▸ Problem description: Lay out the records starting at the line containing "Draw the outline of every instance of the **pink blossom**" and ending at the line containing "222L17 222L17 218L13" as a two-column CSV with the columns text and answer. Use one row per record, and put each field in quotation marks with its line breaks replaced by spaces.

Region outline records

☆ ☆ ☆ ☆ ☆

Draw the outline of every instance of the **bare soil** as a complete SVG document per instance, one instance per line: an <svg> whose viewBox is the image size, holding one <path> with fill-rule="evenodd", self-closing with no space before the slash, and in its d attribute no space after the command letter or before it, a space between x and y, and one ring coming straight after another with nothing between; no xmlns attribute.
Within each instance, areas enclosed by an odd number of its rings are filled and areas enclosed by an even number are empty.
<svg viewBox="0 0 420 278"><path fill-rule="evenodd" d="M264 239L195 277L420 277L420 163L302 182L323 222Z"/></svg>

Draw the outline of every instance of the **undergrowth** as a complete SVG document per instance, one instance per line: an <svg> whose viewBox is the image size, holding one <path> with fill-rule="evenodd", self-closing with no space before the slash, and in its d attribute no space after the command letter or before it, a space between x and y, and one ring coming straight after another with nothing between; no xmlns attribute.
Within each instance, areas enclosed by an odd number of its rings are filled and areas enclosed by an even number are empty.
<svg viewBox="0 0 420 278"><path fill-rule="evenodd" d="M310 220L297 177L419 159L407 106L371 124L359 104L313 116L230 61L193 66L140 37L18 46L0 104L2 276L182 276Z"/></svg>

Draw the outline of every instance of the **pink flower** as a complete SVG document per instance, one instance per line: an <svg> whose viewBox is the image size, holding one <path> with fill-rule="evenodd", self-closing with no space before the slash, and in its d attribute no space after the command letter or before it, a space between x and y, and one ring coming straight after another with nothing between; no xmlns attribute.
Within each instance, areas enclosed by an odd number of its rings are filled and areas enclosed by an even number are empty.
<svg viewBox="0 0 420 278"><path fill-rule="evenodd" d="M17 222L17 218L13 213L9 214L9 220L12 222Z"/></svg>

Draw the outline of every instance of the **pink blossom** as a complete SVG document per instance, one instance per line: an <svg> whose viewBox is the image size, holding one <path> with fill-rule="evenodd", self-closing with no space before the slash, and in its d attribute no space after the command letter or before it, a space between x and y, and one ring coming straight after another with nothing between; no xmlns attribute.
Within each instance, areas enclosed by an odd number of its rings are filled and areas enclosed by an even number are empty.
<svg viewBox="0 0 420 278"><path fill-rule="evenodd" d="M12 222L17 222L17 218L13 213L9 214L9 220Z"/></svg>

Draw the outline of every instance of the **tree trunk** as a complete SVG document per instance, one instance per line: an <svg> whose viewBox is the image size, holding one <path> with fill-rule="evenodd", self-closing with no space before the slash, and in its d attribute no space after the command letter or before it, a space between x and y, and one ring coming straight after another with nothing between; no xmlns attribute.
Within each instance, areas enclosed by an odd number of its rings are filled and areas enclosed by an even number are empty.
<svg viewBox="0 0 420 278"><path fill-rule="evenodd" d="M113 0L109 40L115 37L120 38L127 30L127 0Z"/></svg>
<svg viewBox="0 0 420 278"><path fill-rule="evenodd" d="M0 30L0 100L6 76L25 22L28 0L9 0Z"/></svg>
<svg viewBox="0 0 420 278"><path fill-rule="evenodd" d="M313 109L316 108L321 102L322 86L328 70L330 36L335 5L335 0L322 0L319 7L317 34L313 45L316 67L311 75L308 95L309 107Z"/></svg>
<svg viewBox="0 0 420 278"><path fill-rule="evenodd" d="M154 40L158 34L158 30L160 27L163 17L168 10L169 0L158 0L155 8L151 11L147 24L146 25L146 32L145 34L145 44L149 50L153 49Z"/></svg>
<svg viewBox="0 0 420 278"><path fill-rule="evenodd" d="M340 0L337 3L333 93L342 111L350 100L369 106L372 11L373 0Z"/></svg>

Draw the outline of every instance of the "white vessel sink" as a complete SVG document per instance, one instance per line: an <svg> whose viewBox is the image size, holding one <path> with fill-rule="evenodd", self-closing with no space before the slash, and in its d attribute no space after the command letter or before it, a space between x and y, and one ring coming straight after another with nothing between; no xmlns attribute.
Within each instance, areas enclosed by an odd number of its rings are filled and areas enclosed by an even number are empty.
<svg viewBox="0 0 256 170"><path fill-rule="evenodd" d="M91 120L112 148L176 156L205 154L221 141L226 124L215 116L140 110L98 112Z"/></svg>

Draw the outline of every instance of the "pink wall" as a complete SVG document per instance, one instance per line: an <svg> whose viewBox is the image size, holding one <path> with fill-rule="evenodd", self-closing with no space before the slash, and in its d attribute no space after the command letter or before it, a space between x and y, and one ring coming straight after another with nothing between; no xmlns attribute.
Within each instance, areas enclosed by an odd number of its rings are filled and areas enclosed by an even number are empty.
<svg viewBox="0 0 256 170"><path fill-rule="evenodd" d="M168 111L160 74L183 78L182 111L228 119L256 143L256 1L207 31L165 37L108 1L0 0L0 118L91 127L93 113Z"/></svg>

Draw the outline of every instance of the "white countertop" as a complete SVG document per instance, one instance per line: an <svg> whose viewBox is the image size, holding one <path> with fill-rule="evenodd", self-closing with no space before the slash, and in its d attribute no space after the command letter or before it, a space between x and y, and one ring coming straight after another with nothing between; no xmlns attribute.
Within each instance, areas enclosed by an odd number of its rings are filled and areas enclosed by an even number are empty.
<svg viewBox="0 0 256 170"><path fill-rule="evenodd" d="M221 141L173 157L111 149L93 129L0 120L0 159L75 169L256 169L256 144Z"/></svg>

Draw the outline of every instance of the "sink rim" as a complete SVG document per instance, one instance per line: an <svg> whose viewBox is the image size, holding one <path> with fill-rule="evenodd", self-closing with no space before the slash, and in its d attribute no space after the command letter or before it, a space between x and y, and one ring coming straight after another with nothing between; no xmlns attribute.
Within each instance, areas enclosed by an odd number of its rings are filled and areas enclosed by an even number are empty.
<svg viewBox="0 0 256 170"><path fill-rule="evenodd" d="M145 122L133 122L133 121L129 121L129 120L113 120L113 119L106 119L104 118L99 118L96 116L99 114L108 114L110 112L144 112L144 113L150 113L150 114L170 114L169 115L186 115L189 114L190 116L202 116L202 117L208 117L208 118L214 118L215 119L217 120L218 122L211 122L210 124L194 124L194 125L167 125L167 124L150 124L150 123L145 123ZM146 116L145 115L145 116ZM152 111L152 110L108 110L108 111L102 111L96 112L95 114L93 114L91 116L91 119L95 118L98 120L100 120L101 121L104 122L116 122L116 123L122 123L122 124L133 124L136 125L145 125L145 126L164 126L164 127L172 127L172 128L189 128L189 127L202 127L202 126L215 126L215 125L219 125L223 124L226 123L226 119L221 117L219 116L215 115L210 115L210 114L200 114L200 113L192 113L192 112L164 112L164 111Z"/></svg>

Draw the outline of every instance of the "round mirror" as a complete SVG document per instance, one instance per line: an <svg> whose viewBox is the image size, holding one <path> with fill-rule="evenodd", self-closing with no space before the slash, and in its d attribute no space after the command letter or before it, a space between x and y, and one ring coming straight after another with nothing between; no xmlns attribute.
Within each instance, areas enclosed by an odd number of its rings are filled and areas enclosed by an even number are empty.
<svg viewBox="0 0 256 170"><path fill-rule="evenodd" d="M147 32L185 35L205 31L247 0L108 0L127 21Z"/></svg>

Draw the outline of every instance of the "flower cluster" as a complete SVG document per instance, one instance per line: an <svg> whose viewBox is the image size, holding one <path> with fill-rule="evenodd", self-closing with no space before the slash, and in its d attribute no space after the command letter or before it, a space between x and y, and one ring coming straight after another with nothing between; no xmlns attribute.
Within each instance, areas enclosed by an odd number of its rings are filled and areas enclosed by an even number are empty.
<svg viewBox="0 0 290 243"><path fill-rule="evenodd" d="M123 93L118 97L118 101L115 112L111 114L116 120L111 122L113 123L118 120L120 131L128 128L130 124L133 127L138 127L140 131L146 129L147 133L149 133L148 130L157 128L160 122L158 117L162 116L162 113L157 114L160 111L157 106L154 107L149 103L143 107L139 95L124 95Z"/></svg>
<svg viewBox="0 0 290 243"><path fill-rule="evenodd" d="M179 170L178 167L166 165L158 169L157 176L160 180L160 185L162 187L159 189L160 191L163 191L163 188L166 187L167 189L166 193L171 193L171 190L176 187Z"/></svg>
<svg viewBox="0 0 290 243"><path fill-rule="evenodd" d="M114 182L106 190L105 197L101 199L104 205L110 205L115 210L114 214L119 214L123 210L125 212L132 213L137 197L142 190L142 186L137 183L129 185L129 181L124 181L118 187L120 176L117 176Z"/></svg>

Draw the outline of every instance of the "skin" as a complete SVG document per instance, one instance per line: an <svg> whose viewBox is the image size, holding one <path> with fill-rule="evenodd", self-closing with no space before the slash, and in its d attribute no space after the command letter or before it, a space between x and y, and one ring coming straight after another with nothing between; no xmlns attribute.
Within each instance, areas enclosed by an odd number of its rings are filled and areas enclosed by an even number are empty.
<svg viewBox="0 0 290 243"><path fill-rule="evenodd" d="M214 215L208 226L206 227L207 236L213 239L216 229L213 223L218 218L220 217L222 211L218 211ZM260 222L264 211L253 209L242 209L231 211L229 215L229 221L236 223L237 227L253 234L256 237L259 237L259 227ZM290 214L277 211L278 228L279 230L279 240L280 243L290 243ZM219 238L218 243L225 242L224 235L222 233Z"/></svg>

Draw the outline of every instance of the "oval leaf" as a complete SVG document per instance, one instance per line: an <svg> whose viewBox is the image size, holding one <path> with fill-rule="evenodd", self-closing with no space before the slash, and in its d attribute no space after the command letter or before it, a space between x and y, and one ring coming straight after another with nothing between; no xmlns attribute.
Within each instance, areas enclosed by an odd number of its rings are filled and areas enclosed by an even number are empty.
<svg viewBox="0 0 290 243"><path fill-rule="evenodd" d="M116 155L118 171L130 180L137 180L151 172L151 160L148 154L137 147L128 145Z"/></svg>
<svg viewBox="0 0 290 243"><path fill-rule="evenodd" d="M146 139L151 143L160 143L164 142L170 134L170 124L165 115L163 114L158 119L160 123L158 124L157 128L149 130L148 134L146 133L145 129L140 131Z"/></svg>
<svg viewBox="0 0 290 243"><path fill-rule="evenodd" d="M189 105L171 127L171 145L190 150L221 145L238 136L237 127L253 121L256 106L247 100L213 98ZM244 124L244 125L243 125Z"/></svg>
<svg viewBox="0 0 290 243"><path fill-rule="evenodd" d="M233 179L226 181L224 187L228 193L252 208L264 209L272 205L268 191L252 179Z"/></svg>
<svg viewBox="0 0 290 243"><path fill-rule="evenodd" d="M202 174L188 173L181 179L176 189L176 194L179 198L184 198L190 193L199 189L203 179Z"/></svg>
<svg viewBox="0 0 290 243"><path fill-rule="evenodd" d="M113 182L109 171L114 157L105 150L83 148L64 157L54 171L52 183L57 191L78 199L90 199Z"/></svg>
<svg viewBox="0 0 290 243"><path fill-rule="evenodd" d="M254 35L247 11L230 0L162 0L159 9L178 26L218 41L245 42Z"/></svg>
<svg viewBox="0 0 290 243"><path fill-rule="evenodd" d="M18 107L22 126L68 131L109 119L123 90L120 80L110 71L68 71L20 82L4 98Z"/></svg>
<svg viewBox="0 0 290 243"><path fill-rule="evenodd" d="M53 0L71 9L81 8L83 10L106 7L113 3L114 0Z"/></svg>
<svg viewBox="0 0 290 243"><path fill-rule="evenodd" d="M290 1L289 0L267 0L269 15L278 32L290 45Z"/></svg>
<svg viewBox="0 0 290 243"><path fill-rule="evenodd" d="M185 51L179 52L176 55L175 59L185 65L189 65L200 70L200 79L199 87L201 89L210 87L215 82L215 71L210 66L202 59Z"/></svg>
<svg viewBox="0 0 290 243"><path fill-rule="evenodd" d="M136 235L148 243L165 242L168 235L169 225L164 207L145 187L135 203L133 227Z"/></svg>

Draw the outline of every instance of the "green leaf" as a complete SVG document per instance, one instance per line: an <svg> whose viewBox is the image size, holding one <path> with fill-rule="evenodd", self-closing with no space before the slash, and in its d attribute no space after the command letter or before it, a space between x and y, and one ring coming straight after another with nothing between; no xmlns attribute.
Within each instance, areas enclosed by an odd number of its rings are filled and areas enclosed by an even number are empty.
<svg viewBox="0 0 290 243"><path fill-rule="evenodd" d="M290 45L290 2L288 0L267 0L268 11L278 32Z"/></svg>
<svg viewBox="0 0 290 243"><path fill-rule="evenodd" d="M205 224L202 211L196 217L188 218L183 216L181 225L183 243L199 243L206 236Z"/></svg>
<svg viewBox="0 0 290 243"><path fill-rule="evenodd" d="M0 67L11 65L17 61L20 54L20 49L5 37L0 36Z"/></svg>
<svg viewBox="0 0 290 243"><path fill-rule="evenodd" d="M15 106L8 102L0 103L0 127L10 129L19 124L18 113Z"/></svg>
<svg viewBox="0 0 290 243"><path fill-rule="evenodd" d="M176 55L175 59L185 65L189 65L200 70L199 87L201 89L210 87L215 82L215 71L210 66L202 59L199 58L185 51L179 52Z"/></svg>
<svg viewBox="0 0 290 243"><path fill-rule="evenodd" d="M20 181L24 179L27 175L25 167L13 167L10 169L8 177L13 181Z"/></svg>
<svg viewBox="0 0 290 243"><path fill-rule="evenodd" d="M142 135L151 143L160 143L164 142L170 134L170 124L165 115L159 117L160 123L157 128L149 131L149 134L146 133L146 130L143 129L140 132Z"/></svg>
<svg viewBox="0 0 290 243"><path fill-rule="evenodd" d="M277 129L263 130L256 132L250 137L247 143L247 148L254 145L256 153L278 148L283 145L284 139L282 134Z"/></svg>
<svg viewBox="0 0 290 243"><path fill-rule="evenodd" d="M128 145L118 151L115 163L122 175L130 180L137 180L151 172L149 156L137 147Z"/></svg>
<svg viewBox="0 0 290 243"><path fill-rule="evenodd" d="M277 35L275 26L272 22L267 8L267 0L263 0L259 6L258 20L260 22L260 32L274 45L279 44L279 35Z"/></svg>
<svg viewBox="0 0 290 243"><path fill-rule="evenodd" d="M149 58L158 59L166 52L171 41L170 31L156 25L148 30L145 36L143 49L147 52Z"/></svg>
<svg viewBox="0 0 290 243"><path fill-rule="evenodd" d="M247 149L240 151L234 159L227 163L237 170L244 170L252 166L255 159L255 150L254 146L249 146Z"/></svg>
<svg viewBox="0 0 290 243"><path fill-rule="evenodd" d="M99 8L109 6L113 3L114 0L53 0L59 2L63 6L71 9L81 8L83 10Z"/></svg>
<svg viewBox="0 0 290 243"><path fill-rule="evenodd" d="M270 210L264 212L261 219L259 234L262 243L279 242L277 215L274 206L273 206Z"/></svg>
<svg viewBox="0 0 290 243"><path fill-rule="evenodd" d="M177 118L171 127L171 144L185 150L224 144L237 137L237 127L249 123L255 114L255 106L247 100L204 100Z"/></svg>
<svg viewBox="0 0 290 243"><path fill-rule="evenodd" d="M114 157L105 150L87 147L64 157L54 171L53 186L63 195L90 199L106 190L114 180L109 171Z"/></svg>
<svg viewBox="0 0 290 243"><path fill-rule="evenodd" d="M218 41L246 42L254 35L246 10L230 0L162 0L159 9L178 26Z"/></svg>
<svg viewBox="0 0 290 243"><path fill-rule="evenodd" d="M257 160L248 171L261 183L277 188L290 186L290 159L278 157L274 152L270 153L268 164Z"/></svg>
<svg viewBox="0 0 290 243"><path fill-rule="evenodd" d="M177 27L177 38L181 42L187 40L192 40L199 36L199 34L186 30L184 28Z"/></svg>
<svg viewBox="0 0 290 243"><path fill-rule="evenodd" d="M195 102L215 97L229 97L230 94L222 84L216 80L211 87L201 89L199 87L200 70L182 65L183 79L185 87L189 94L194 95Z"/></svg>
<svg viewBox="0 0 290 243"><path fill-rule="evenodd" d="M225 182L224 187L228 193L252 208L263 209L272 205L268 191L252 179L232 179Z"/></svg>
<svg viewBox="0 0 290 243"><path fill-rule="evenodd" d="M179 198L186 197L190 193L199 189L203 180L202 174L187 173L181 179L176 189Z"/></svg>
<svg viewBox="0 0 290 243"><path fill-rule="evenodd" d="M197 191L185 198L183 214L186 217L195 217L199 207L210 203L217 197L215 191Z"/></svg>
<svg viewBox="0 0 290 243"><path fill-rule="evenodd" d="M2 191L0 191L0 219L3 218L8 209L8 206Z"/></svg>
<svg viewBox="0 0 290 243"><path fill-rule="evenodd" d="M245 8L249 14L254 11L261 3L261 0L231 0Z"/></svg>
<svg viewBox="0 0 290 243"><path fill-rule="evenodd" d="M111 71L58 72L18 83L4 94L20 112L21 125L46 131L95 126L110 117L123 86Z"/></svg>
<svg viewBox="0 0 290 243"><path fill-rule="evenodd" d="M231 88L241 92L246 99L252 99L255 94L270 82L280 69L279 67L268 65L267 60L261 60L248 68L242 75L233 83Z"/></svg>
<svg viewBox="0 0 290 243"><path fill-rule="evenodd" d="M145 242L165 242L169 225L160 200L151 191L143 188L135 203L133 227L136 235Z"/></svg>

☆ ☆ ☆ ☆ ☆

▸ Problem solution:
text,answer
"Draw the outline of every instance of the **pink blossom** as a complete SVG document per instance, one instance per line: an <svg> whose viewBox is the image size, holding one <path> with fill-rule=""evenodd"", self-closing with no space before the slash, and in its d attribute no space after the command letter or before it, a space between x and y, and one ring coming straight after another with nothing between; no xmlns attribute. Within each instance, areas enclosed by an odd number of its rings are filled and areas enclosed by an even number are empty.","<svg viewBox=""0 0 420 278""><path fill-rule=""evenodd"" d=""M12 222L17 222L17 218L13 213L9 214L9 220Z""/></svg>"